**Exercise set**:
1. In the text on the Cannabis Administration and Opportunity Act, rewrite everything from "The bill is" down to "among different groups.", substituting "legislation" for "bill".
2. According to the text on the Cannabis Administration and Opportunity Act, how many Republican votes does the bill need in the Senate to overcome a filibuster?

The Cannabis Administration and Opportunity Act
Senate Majority Leader Chuck Schumer and two other senators have introduced a draft bill that would end the federal prohibition on marijuana and allow states to decide their own cannabis policies. The bill, called the Cannabis Administration and Opportunity Act, would remove marijuana from the Controlled Substances Act and create a regulatory framework for its production, distribution, and taxation. The bill would also expunge federal records of nonviolent marijuana offenses and invest in programs to support communities harmed by the war on drugs.
The bill is the most comprehensive cannabis reform proposal ever introduced in Congress, and reflects the growing public support for legalization. According to a Gallup poll, 70% of Americans favor legalizing marijuana, and 38 states have already enacted some form of cannabis legalization, either for medical or recreational use. However, the bill faces an uphill battle in the Senate, where it needs at least 10 Republican votes to overcome a filibuster.
The Benefits of Legalization
The sponsors of the bill argue that legalization would have multiple benefits for the country, such as:
- Reducing the racial disparities in the criminal justice system, as people of color are disproportionately arrested and incarcerated for marijuana offenses, despite similar rates of use among different groups.

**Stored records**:
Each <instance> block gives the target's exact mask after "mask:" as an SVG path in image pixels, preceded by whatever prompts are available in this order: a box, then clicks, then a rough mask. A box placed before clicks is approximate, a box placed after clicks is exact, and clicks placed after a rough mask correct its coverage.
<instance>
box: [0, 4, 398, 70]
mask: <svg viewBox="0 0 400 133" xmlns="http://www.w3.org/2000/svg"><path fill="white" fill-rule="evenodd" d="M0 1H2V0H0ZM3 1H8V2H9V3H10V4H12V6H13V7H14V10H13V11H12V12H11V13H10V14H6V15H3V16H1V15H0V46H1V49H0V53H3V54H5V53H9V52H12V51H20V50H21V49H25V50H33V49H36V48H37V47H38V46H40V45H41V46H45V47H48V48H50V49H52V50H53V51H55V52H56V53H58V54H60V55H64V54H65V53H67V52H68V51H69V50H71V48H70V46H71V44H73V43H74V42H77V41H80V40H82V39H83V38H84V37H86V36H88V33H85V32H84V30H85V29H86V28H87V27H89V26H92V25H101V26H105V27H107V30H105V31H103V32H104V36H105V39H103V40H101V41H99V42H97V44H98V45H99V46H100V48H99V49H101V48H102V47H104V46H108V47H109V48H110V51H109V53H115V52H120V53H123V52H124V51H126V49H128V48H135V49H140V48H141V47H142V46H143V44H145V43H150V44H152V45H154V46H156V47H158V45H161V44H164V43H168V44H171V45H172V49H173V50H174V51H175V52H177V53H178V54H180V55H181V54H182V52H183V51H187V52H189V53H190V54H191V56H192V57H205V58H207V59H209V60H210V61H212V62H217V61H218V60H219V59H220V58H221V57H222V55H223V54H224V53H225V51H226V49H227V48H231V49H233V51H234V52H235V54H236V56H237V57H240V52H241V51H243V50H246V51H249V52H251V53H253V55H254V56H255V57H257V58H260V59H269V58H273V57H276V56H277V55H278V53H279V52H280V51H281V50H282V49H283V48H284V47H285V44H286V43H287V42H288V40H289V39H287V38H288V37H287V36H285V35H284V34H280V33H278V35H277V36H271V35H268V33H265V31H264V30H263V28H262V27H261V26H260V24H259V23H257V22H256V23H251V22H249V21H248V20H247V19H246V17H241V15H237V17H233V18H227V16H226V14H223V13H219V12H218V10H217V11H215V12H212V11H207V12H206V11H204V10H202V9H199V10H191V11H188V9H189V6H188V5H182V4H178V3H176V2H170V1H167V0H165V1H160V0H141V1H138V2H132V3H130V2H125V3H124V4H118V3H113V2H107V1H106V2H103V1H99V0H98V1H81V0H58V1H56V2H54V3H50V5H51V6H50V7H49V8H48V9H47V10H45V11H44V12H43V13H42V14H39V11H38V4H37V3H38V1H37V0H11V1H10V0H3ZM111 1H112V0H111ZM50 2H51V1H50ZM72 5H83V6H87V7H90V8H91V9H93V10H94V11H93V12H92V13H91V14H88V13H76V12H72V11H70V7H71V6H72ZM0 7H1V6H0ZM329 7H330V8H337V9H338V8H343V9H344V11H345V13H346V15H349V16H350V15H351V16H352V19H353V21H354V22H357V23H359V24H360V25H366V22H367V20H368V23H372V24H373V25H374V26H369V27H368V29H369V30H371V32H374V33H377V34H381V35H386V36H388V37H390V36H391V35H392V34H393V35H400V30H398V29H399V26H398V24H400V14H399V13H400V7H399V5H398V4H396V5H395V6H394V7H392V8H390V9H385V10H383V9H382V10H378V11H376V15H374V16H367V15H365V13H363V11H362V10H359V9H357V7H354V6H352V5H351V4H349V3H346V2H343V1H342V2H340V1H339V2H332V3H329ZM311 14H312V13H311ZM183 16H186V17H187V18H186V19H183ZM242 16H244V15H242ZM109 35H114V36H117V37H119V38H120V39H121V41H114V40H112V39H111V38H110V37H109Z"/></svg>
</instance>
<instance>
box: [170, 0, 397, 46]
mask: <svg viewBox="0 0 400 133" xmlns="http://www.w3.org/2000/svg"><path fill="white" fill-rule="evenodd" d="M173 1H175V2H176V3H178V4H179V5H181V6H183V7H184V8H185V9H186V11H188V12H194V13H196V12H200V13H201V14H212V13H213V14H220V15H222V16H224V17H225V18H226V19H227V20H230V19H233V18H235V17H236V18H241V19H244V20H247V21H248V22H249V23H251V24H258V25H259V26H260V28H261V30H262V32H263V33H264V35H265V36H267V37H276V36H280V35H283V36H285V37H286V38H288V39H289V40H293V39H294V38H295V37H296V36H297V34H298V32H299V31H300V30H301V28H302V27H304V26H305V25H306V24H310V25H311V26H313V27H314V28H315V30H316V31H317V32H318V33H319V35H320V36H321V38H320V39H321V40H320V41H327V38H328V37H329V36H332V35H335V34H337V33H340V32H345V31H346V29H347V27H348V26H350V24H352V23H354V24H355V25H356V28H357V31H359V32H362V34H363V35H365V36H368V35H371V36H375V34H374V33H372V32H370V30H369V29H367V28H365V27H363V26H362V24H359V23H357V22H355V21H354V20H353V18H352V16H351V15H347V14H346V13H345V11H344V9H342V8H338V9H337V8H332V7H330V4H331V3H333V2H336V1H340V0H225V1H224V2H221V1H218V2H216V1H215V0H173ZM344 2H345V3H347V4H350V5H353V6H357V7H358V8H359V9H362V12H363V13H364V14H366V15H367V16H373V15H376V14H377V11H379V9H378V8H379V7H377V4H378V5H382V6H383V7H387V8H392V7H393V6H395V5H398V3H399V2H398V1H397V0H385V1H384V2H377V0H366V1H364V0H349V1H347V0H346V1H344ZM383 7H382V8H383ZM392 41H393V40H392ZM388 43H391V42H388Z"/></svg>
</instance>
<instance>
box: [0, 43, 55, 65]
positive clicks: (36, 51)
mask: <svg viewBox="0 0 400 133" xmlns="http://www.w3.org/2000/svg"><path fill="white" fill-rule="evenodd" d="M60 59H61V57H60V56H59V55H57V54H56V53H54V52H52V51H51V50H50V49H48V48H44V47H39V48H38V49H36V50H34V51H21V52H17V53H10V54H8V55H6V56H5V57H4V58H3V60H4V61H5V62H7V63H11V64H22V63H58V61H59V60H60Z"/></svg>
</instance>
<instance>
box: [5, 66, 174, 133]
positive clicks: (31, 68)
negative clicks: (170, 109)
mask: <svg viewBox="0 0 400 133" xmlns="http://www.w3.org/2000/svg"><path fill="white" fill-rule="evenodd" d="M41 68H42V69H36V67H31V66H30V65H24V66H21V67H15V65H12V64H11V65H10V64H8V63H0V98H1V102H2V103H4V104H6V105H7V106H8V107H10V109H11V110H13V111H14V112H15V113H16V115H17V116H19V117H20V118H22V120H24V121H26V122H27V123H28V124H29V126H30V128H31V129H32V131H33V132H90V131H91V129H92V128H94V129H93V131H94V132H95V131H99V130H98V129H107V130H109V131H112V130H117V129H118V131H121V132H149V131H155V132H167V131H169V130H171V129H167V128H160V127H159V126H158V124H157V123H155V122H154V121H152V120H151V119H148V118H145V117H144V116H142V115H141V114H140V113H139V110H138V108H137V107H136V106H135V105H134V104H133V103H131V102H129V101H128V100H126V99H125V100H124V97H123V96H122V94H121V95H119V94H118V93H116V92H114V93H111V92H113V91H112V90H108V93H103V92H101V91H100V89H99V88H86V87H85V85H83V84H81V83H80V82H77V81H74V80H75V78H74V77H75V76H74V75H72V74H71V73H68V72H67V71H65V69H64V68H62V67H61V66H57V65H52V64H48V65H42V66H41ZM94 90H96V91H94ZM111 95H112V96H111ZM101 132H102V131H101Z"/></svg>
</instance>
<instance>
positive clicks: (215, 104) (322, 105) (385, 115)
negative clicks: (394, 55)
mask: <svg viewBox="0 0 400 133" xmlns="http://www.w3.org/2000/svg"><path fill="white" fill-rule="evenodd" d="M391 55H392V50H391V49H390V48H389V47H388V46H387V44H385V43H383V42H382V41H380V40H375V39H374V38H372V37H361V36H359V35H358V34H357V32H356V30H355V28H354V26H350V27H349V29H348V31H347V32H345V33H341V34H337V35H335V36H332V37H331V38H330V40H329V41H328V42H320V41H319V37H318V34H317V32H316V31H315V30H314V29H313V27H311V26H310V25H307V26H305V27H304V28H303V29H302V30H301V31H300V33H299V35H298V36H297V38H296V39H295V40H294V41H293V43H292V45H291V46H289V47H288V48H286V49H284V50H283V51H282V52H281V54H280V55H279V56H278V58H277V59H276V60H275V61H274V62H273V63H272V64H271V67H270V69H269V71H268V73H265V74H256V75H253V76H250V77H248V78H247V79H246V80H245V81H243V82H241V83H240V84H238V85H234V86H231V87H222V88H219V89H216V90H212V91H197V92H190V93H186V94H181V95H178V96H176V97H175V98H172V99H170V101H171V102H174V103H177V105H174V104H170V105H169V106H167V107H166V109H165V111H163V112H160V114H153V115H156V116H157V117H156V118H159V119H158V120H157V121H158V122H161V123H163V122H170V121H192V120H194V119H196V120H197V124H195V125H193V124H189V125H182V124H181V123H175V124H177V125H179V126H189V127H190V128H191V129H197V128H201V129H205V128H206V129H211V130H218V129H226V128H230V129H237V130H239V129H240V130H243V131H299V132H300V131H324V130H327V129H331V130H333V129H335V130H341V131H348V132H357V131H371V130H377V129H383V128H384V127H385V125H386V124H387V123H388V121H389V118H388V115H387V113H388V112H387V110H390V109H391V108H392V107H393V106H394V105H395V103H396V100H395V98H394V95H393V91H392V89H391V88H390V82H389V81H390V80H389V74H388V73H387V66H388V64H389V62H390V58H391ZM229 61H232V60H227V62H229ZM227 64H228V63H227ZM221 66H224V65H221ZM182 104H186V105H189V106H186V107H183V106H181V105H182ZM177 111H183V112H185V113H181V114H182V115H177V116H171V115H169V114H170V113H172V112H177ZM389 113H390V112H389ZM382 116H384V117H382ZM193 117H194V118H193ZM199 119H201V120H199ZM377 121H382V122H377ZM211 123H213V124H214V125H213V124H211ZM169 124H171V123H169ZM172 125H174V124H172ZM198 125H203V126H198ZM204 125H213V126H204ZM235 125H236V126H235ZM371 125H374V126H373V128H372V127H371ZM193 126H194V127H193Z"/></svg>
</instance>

**Solutions to the tasks**:
1.
The legislation is the most comprehensive cannabis reform proposal ever introduced in Congress, and reflects the growing public support for legalization. According to a Gallup poll, 70% of Americans favor legalizing marijuana, and 38 states have already enacted some form of cannabis legalization, either for medical or recreational use. However, the legislation faces an uphill battle in the Senate, where it needs at least 10 Republican votes to overcome a filibuster.
The Benefits of Legalization
The sponsors of the legislation argue that legalization would have multiple benefits for the country, such as:
- Reducing the racial disparities in the criminal justice system, as people of color are disproportionately arrested and incarcerated for marijuana offenses, despite similar rates of use among different groups.

2. At least 10.